Micro and macronutrients are also a requirement to keep their immune and digestive systems functioning. When your Border-Aussie is a puppy, it is ideal to feed them a puppy food that is high in calories and contains DHA for brain and eye development. The same applies to senior dogs; food that contains glucosamine and chondroitin protects their joints for continued ease of mobility as they age.
Your working dog needs plenty of fresh water available throughout the day to stay hydrated, and as long as they are active, they will remain trim and fit.
Physical and mental activity is a high priority for this breed. If they don’t receive enough exercise, they can become bored and destructive. They excel as a working dog on a ranch or a farm, and they make excellent running and walking companions. You will need to schedule at least two hours of exercise daily for the Border-Aussie mix.
Teaching them tricks and other mental stimulation games is fun for them, and they will excel and thrive with the attention. Competitions are a great way for them to stay active and sharp and for you to bond with your dog.
Since they are intelligent, you can train them quickly and without much frustration. You will need to remain consistent and firm in your teachings so they don’t try to take advantage of you. They are eager to please and thrive with positive reinforcement. Punishment can lead to your dog becoming anxious and/or aggressive because they don’t feel appreciated and loved.
It is hard to teach them not to nip and herd children or other people, but it can be done if they are taught from a young age that it is not good behavior. They tend to be nippier if they are bored and don’t have anything else to occupy their minds, so providing distractions such as teaching them to go fetch or grab something can help dissuade them.
Socialization from a young age is important for them to learn how to interact with people and other pets and animals, and being socialized prevents other behavioral issues from occurring. They don’t like to be left alone for long periods, preferring to be with their family.

THE REQUEST: Copy out the Border-Aussie care text word for word, in full. The material that follows this text comes from a separate source.

PROVIDED MATERIAL:

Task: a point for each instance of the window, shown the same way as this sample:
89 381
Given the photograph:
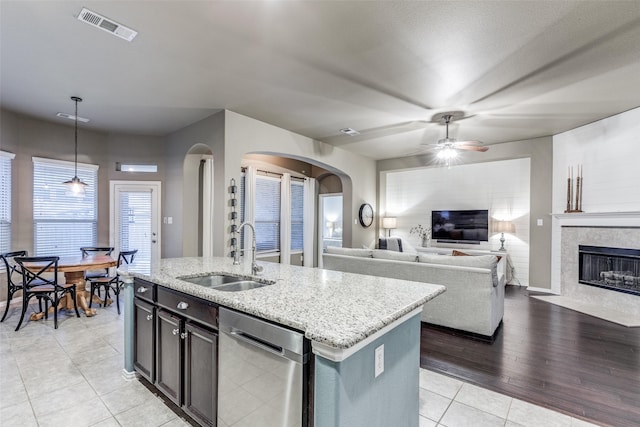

CORRECT ANSWER:
Micro and macronutrients are also a requirement to keep their immune and digestive systems functioning. When your Border-Aussie is a puppy, it is ideal to feed them a puppy food that is high in calories and contains DHA for brain and eye development. The same applies to senior dogs; food that contains glucosamine and chondroitin protects their joints for continued ease of mobility as they age.
Your working dog needs plenty of fresh water available throughout the day to stay hydrated, and as long as they are active, they will remain trim and fit.
Physical and mental activity is a high priority for this breed. If they don’t receive enough exercise, they can become bored and destructive. They excel as a working dog on a ranch or a farm, and they make excellent running and walking companions. You will need to schedule at least two hours of exercise daily for the Border-Aussie mix.
Teaching them tricks and other mental stimulation games is fun for them, and they will excel and thrive with the attention. Competitions are a great way for them to stay active and sharp and for you to bond with your dog.
Since they are intelligent, you can train them quickly and without much frustration. You will need to remain consistent and firm in your teachings so they don’t try to take advantage of you. They are eager to please and thrive with positive reinforcement. Punishment can lead to your dog becoming anxious and/or aggressive because they don’t feel appreciated and loved.
It is hard to teach them not to nip and herd children or other people, but it can be done if they are taught from a young age that it is not good behavior. They tend to be nippier if they are bored and don’t have anything else to occupy their minds, so providing distractions such as teaching them to go fetch or grab something can help dissuade them.
Socialization from a young age is important for them to learn how to interact with people and other pets and animals, and being socialized prevents other behavioral issues from occurring. They don’t like to be left alone for long periods, preferring to be with their family.